— Exercise task —
Read the data and repeat all of it exactly.

— Point placement records —
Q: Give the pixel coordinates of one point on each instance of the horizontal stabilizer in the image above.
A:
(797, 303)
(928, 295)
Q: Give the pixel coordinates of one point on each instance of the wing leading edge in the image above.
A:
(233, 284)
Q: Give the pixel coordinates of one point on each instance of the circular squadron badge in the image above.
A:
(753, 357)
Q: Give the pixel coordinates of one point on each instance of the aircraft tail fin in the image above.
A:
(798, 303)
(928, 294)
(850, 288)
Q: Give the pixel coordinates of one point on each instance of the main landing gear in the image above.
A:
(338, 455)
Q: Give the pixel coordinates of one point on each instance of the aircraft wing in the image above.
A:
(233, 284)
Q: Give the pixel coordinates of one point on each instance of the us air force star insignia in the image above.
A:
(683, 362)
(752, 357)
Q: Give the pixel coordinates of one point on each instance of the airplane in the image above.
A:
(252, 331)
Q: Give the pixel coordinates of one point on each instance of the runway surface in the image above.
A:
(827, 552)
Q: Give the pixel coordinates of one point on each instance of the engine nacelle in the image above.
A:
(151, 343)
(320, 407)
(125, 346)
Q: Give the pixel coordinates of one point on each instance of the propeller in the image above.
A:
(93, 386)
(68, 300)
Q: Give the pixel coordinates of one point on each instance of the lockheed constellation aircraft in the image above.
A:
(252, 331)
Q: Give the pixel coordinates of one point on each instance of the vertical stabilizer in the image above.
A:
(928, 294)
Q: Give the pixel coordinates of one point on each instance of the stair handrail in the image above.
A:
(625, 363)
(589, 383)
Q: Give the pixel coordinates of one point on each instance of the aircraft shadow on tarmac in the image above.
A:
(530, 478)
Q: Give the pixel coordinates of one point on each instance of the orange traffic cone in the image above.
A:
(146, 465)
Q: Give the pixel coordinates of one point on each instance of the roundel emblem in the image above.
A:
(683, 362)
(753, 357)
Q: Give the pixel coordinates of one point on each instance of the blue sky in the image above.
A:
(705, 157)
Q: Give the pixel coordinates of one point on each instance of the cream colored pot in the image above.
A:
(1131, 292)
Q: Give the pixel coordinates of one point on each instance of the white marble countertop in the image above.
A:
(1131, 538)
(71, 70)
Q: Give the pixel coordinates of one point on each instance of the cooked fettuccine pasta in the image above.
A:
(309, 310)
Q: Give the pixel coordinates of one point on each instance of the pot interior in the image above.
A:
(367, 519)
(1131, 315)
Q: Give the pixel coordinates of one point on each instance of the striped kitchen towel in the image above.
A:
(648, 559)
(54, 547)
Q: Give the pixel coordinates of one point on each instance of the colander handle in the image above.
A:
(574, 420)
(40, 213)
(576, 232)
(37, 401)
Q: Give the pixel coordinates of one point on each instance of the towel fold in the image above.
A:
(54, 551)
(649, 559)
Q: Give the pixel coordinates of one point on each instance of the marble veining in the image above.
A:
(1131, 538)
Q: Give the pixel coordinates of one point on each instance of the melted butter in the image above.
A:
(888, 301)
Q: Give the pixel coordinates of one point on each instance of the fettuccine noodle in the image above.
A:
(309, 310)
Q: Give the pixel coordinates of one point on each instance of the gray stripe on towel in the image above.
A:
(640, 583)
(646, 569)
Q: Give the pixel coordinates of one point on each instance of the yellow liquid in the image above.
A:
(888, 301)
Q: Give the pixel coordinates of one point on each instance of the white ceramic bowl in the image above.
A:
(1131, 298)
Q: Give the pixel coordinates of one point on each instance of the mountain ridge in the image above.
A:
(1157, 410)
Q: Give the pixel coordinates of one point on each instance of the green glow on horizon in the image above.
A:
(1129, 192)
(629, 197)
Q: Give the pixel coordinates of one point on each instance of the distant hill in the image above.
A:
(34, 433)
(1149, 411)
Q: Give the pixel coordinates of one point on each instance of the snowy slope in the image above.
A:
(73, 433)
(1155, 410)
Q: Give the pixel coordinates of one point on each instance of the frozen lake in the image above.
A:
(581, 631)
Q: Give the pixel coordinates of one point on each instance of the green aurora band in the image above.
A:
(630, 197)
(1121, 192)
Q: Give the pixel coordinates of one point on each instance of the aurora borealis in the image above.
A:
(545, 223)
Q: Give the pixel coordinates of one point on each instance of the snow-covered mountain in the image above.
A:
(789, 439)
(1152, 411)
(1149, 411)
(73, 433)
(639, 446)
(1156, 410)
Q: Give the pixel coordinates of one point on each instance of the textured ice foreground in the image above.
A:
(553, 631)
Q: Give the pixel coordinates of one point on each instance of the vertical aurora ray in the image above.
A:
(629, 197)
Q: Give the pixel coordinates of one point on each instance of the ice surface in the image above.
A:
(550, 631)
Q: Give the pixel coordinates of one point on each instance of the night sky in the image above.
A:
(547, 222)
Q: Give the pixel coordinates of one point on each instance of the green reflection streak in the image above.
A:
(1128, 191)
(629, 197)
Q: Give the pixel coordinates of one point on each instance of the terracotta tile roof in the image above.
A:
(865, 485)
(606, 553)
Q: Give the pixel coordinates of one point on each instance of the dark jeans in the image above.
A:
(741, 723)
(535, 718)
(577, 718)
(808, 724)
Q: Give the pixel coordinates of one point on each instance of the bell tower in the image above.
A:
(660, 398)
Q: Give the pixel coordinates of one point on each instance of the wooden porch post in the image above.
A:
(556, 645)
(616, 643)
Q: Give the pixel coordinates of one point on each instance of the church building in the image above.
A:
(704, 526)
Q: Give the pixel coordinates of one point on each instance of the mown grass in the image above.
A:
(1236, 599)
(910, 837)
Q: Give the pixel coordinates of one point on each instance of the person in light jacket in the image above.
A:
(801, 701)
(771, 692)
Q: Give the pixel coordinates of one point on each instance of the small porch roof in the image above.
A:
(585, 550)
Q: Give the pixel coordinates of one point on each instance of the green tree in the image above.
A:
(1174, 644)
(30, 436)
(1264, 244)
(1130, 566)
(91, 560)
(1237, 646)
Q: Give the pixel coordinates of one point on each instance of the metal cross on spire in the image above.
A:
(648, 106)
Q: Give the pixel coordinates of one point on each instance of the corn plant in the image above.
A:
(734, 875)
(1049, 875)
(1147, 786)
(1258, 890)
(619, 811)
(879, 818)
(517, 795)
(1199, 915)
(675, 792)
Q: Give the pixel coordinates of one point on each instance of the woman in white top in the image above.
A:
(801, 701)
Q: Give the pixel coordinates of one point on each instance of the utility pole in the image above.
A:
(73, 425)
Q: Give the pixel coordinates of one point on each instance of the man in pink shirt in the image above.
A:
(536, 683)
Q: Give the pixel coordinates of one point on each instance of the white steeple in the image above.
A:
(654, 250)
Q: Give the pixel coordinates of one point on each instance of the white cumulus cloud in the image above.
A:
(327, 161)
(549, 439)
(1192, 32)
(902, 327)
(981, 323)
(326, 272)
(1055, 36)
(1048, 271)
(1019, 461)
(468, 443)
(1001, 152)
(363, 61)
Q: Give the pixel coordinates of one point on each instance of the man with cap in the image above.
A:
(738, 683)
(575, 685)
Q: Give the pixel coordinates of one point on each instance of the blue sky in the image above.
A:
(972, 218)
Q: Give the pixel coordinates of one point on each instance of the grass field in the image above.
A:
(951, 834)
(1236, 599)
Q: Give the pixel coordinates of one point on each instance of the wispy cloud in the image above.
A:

— Answer in full —
Q: Give the pixel coordinates of one point on each instance of the horizontal stabilizer in the image above.
A:
(797, 303)
(928, 295)
Q: Give the pixel coordinates of one point on each instance of the wing leading edge in the image above.
A:
(233, 284)
Q: Give the pixel coordinates of one point on each instance of the circular squadron badge in the image above.
A:
(753, 357)
Q: Give the pixel coordinates of one point on each instance of the aircraft tail fin in the image above.
A:
(798, 303)
(928, 294)
(850, 288)
Q: Give the pixel coordinates of one point on each instance of the main landing gear in the image above.
A:
(338, 455)
Q: Give the pixel coordinates of one point on each instance of the aircraft wing in the image above.
A:
(233, 284)
Q: Give the pixel coordinates of one point on each instance of the us air force star insignia in the image above.
A:
(683, 362)
(752, 357)
Q: Give the pixel coordinates of one point on each instance of the airplane in the image above.
A:
(252, 331)
Q: Give the pixel coordinates of one point on each instance of the runway surface in the image above.
A:
(827, 552)
Q: Give the pixel coordinates of one point on each instance of the engine nacelle in the image above.
A:
(151, 343)
(320, 407)
(125, 346)
Q: Give the pixel coordinates of one point on each instance of the propeller in the image above.
A:
(93, 386)
(68, 300)
Q: Give the pixel coordinates of one point on each instance of the lockheed constellation aircraft in the image above.
A:
(252, 331)
Q: Give the pixel coordinates of one point on each instance of the vertical stabilizer in the image above.
A:
(928, 294)
Q: Give the pixel coordinates of one point on each instance of the stair handrail in the image above.
A:
(625, 363)
(589, 383)
Q: Give the pixel coordinates of one point on each instance of the aircraft shadow on tarmac in the image above.
A:
(530, 478)
Q: Give the pixel coordinates of one point on each instance of the orange traffic cone in the image above.
A:
(146, 465)
Q: Give the pixel coordinates of one point on each instance of the roundel emblem in the image above.
A:
(683, 362)
(753, 357)
Q: Give the pixel coordinates of one point on each instance of the blue sky in the image above.
A:
(705, 157)
Q: Give the pixel coordinates of one point on each instance of the cream colored pot in the image above.
A:
(1131, 292)
Q: Give the pixel coordinates of one point on each instance of the white marble countertop in the image above.
A:
(1131, 538)
(71, 70)
Q: Give the pixel coordinates of one point on each instance of the cooked fettuccine pasta in the image above.
A:
(309, 310)
Q: Give the pixel coordinates of one point on each instance of the pot interior in the image above.
A:
(367, 519)
(1131, 315)
Q: Give the pixel coordinates of one point on each instance of the striped kitchen towel in the image above.
A:
(648, 559)
(54, 547)
Q: Give the pixel coordinates of one point on each instance of the colander handle in the image above.
A:
(574, 420)
(40, 213)
(576, 232)
(37, 401)
Q: Give the pixel coordinates of one point on each instance of the towel fold in the image above.
A:
(54, 551)
(649, 559)
Q: Give the pixel coordinates of one point on each instance of the marble veining in the image above.
A:
(1131, 538)
Q: Give the pixel coordinates of one point on each instance of the melted butter in the image above.
A:
(888, 301)
Q: Give the pixel coordinates of one point on each instance of the fettuccine noodle in the image above.
A:
(309, 310)
Q: Give the pixel coordinates of one point on each instance of the gray stripe on towel in the image above.
A:
(640, 583)
(646, 569)
Q: Give the pixel coordinates of one point on each instance of the yellow liquid in the image above.
A:
(888, 301)
Q: Give the pixel coordinates of one point on each instance of the white ceramic bowl in the image above.
A:
(1131, 298)
Q: Give the pixel coordinates of one point on each instance of the mountain ridge in the image above.
A:
(1157, 410)
Q: Give the pixel coordinates of one point on each instance of the green glow on horizon in the image above.
A:
(1129, 192)
(629, 197)
Q: Give the pixel coordinates of one point on each instance of the distant hill in the image above.
A:
(34, 433)
(1149, 411)
Q: Give the pixel coordinates of one point on each instance of the snowy slope in the image above.
A:
(73, 433)
(1155, 410)
Q: Give the pixel coordinates of one point on each instance of the frozen lake in the image above.
A:
(581, 631)
Q: Give the pixel coordinates of one point on each instance of the green aurora band in the image above.
A:
(630, 197)
(1121, 192)
Q: Give the pixel coordinates of one point on each instance of the aurora borealis in the image above.
A:
(545, 223)
Q: Give the pixel coordinates of one point on each instance of the snow-covered mountain in the image above.
A:
(789, 439)
(1152, 411)
(1149, 411)
(73, 433)
(639, 446)
(1156, 410)
Q: Give the pixel coordinates of one point on each instance of the textured ice foreground in the image above.
A:
(553, 631)
Q: Give the pixel coordinates of one point on each instance of the vertical aurora ray in the image above.
A:
(629, 197)
Q: Give the pixel coordinates of one point on each instance of the ice surface in the image above.
A:
(550, 631)
Q: Give the pixel coordinates of one point on each instance of the night sky in the image above.
A:
(547, 222)
Q: Give the pixel coordinates of one point on each instance of the green reflection streak in the image above.
A:
(1128, 191)
(629, 197)
Q: Give the pixel coordinates of one point on each instance of the terracotta tile roof in the image above.
A:
(865, 485)
(606, 553)
Q: Give the pixel coordinates of one point on each instance of the dark jeans in the image above.
A:
(741, 723)
(535, 718)
(577, 718)
(808, 724)
Q: Give the pixel coordinates of one point on each instance of the bell tower in the image above.
A:
(660, 398)
Q: Give the pixel coordinates of one point on each instance of the wooden porch post in the image above.
A:
(556, 645)
(616, 643)
Q: Give the pixel coordinates of one point on each instance of the church building in the image above.
A:
(704, 526)
Q: Give the pixel coordinates of one point on each instance of the mown grass in the image above.
A:
(1236, 599)
(910, 837)
Q: Give the pixel coordinates of one point on each instance of the person in light jacket in the image above.
A:
(801, 701)
(771, 692)
Q: Give the pixel coordinates of one point on each instance of the small porch roof in the image above.
A:
(585, 550)
Q: Give the pixel coordinates of one point on each instance of the green tree in the image above.
A:
(1174, 644)
(30, 436)
(1264, 244)
(1130, 566)
(91, 560)
(1237, 646)
Q: Give the pixel coordinates of one point on each instance of the metal cross on spire in the image above.
A:
(648, 106)
Q: Give the pixel coordinates of one point on each instance of the corn plant in the image above.
A:
(734, 875)
(1049, 875)
(1147, 786)
(1258, 890)
(619, 811)
(879, 818)
(517, 795)
(1199, 915)
(675, 792)
Q: Give the pixel coordinates of one point on each instance of the woman in white top in the image above.
A:
(801, 701)
Q: Give the pixel coordinates of one point on each instance of the utility pole in the image above.
A:
(73, 425)
Q: Give the pixel coordinates of one point on each instance of the man in pink shirt in the image above.
A:
(536, 683)
Q: Give the pixel coordinates of one point on each instance of the white steeple in the image above.
A:
(654, 250)
Q: Give the pixel coordinates of one point on each instance of the white cumulus cloud in the image above.
A:
(327, 161)
(549, 439)
(1192, 32)
(902, 327)
(981, 323)
(326, 272)
(1055, 36)
(1048, 271)
(1019, 461)
(468, 443)
(1001, 152)
(363, 61)
Q: Give the pixel coordinates of one point on each instance of the man with cap in the image above.
A:
(738, 683)
(575, 685)
Q: Give the pixel coordinates of one point on each instance of the blue sky in the image above.
A:
(972, 218)
Q: Give the pixel coordinates of one point on each instance of the grass field in the image above.
A:
(951, 834)
(1236, 599)
Q: Give the pixel coordinates of one point on each instance of the wispy cloud in the image above.
A:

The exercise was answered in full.